Assigned task A: Using the pizza article, decide whether each statement agrees with it. Answer yes or no, and quote the words that settle it. (i) Pizza Hut's revenues rose over the first nine months of last year. (ii) Domino's hired 30,000 people as demand soared during the pandemic. (iii) Brasserie Brixton received money from the Paycheck Protection Program.
Assigned task B: Quote word for word everything in the pizza article from "The pandemic has" down to "nearly 2,000 openings.".

----- Exercise passage

Senatore noted that it may have become a go-to meal for families that found themselves on a tight budget because of falling wages or lost jobs.

For large pizza chains like Domino’s, Pizza Hut, Papa John’s and the privately held Little Caesars, the pandemic proved to be a sales boon. The four controlled 43% of the $44 billion U.S. market heading into the pandemic, according to Technomic. Some analysts say the big chains, most of which have not reported fourth-quarter earnings yet, almost assuredly gained market share because their size allowed them to better navigate issues like paying rising prices for cheese and other ingredients, hiring additional help or covering rent after particularly lean weeks than independent pizza parlor owners.

For the first nine months of last year, combined revenues at Domino’s and Papa John’s increased almost 12%, or $434 million. Pizza Hut’s revenues for the same period were down a tad from 2019’s levels. The chain was in the midst of a turnaround plan when it had to deal with COVID-related closings and restrictions at its dine-in restaurants across the country. Even frozen pizza performed well during the pandemic, with sales climbing nearly 21% to more than $6 billion, according to NielsenIQ.

“Pizza was the perfect food for the pandemic, but I think it’s also the perfect food for all time,” said Ritch Allison, the chief executive of Domino’s, which saw double-digit increases in same-store sales in the United States, starting last spring. In the past year, Domino’s stock has soared 40%, to $385 a share. In the fall of 2008, it traded at a low of $3.

“We entered the pandemic in a fortunate position,” said Allison, noting that the company had a robust delivery service and had invested in its digital capability over the past decade.

Still, as demand soared during the pandemic, Domino’s rushed to hire 30,000 people; ramped up its production of the dough that is sent to all of its locations; and faced occasional shortages of ingredients as meat producers shut down because of coronavirus outbreaks in their facilities. Television commercials, which normally take months to plan and shoot, were reshot in a matter of days so they could feature drivers wearing masks as they made deliveries.

The pandemic has been devastating to the restaurant industry overall. Last year, more than 68,000 restaurants closed permanently, with buffets, French bistros, and soup and salad spots being among the hardest hit, according to Datassential. But 11,000 restaurants opened during the pandemic. Pizzerias led the way, with nearly 2,000 openings.

Justin Morse and his partners had hoped to be serving their version of escargots (served in little ramekins with saltine crackers) and steak frites to diners when they opened Brasserie Brixton, a 45-seat French bistro in Denver, in July. But they became increasingly nervous as dining restrictions in the city expanded in the late fall, and they found themselves unable to apply for government relief programs like the Paycheck Protection Program because they could not show a history of lost revenue.

Morse and his co-owners knew they had to focus on delivery. Realizing that items like French onion soup do not travel particularly well, they did an about-face. Over Thanksgiving weekend, they built and installed a wood-fired pizza oven.

“What industry is already set up for delivery and takeout? Pizza,” Morse said. “We said, ‘Let’s mimic an industry that people are already comfortable with in terms of delivery and takeout.’”

While their restaurant, temporarily renamed (Le) Brix Pizza & Wine, offers a classic Margherita pizza, it also sells pizzas with French flair. One comes with white anchovies and thyme and another with potato, crème fraîche and rosemary.

“We’re not selling enough pizzas to cover all of the costs, but it’s better than the alternative,” said Morse, who delivers the bulk of the pizzas himself.

He said the group hoped to return to French fare in a few months but was considering continuing the pizza business at a different location.

----------
----- Supplied information

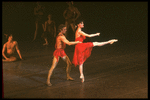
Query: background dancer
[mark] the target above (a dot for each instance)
(10, 46)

----------

Problem solution A:
(i) No: "Pizza Hut’s revenues for the same period were down a tad from 2019’s levels."
(ii) Yes: "Domino’s rushed to hire 30,000 people"
(iii) No: "they found themselves unable to apply for government relief programs like the Paycheck Protection Program because they could not show a history of lost revenue"

Problem solution B:
The pandemic has been devastating to the restaurant industry overall. Last year, more than 68,000 restaurants closed permanently, with buffets, French bistros, and soup and salad spots being among the hardest hit, according to Datassential. But 11,000 restaurants opened during the pandemic. Pizzerias led the way, with nearly 2,000 openings.